At the line containing "In this picture, where can the gold", begin an exact copy of the lines below and continue through the final one, with no pictures.

## Data to use

=-=-=-=-=

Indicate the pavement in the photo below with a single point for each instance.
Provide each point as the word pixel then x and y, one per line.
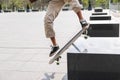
pixel 24 49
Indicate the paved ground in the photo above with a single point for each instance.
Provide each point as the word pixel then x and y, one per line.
pixel 24 49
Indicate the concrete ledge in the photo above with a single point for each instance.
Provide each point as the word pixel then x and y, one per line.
pixel 104 30
pixel 99 13
pixel 93 66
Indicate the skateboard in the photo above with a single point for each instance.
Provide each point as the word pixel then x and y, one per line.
pixel 57 57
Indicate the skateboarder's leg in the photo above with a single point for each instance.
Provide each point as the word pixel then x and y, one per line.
pixel 54 8
pixel 77 9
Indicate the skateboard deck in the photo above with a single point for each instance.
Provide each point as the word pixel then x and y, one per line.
pixel 67 45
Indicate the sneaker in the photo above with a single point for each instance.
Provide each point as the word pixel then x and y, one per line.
pixel 53 50
pixel 84 24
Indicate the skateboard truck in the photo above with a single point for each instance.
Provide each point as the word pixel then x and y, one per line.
pixel 58 60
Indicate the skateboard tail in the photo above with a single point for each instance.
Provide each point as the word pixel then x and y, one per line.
pixel 67 45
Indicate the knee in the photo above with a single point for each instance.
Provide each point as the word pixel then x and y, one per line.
pixel 48 19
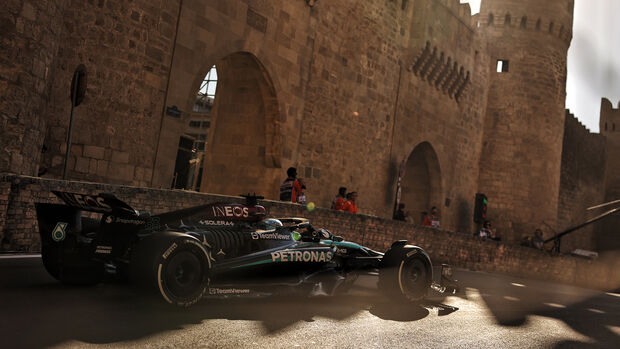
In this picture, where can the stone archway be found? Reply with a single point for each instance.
(244, 146)
(421, 188)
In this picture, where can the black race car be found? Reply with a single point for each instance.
(218, 250)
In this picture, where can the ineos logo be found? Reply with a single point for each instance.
(230, 211)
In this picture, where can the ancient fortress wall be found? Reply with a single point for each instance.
(344, 90)
(440, 114)
(19, 231)
(126, 48)
(581, 185)
(31, 34)
(609, 235)
(521, 154)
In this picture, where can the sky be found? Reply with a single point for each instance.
(593, 58)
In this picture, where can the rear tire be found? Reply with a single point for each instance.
(405, 275)
(177, 265)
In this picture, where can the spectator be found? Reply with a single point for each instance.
(338, 201)
(350, 205)
(432, 219)
(535, 241)
(301, 197)
(400, 214)
(487, 232)
(290, 188)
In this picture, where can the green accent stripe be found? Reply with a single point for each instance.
(345, 244)
(253, 263)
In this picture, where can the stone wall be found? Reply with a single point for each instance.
(126, 48)
(29, 40)
(521, 154)
(460, 250)
(609, 235)
(581, 185)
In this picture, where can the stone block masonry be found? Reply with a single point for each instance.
(20, 232)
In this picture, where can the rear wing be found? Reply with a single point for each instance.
(101, 203)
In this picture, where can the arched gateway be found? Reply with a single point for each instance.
(421, 188)
(244, 146)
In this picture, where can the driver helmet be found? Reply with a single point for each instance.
(270, 224)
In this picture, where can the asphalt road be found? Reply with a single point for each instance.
(491, 311)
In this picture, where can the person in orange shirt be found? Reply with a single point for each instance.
(290, 188)
(432, 220)
(350, 205)
(338, 201)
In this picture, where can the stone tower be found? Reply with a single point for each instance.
(610, 128)
(520, 161)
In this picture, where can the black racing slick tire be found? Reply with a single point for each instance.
(177, 265)
(406, 274)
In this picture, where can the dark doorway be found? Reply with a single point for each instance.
(422, 182)
(244, 147)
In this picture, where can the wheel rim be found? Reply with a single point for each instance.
(183, 275)
(413, 278)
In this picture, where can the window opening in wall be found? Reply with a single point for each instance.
(206, 94)
(502, 66)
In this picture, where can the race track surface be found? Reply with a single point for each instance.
(490, 311)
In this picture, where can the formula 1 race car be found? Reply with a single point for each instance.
(218, 250)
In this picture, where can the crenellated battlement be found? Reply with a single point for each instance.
(523, 22)
(610, 117)
(461, 11)
(440, 71)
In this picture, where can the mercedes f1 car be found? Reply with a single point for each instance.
(218, 250)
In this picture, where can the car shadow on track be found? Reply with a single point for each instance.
(38, 312)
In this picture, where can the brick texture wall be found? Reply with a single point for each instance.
(522, 145)
(581, 184)
(609, 235)
(460, 250)
(29, 40)
(126, 48)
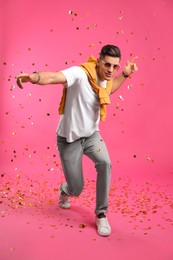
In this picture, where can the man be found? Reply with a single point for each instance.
(85, 95)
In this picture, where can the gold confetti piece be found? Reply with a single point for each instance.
(121, 97)
(82, 225)
(129, 86)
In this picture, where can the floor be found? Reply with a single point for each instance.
(34, 228)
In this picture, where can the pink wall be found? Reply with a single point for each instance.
(45, 35)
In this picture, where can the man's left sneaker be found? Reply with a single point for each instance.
(64, 201)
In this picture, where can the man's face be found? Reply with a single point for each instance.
(107, 67)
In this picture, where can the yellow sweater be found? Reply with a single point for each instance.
(103, 93)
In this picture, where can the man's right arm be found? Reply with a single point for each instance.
(41, 78)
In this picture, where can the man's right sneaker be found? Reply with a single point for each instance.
(103, 227)
(64, 202)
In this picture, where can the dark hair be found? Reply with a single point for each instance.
(110, 50)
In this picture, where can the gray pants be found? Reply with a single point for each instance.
(71, 159)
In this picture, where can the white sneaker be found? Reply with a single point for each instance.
(103, 227)
(64, 202)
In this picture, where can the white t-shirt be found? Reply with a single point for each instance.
(81, 114)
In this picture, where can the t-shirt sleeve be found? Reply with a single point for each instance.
(72, 74)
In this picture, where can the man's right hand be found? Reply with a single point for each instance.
(23, 78)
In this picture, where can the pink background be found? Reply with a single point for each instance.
(53, 35)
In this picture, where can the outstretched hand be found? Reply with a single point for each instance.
(130, 66)
(22, 78)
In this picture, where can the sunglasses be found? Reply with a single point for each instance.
(108, 65)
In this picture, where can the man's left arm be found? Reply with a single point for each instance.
(129, 68)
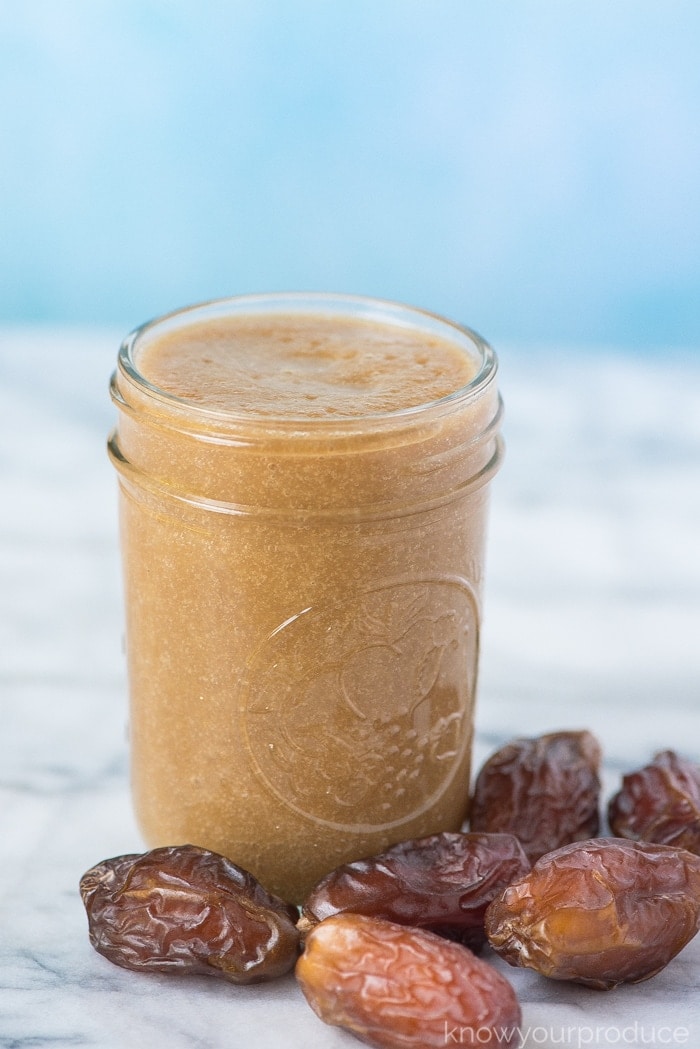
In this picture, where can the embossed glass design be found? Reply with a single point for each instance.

=-=-=-=-=

## Exercise solution
In this picture, where can the gold confetti piece be found? Reply with a single point for each instance.
(121, 97)
(82, 225)
(129, 86)
In this picture, where can the floor be found? Reply with a single point for each instance.
(34, 228)
In this picture, where can the pink wall be found? Reply with a single point for each instance.
(45, 35)
In this picture, where can the man's left sneaker be found? Reply with a single point for each instance.
(64, 201)
In this picture, where can the man's face be found? Reply with a single point for each instance.
(107, 67)
In this picture, where can the yellow sweater be found? Reply with a single point for each instance.
(103, 93)
In this picture, where can the man's right arm be found? Reply with a single point for each instance.
(41, 78)
In this picture, where can the man's right sneaker be found? Reply with a single point for each instance.
(103, 227)
(64, 202)
In this picture, where can the dark hair be found? Reply with a single point for each instance.
(110, 50)
In this picture, where can the gray pants be found? Reply with a single point for each instance.
(71, 159)
In this picture, where can the white sneaker be found? Reply with a single point for each instance.
(103, 227)
(64, 202)
In this picture, where can the white t-shirt be found? Reply with a single point for each instance.
(81, 114)
In this picture, where can the t-shirt sleeve be found? Reply with a single point for each instance.
(72, 74)
In this picture, where can the man's right hand be found? Reply with a single point for each instance.
(23, 78)
In this picture, where can the pink background be found? Reply with a single point for each instance.
(53, 35)
In this picture, where can the outstretched hand be found? Reply with a single point for each instance.
(130, 66)
(22, 78)
In this picture, where can the sunglasses be found? Reply with a single point for each instance.
(108, 65)
In this picture, where can the man's left arm be found? Reply with a single point for each instance.
(129, 68)
In this picture, where can the embossed glass design be found? Reply with a single point for each instance.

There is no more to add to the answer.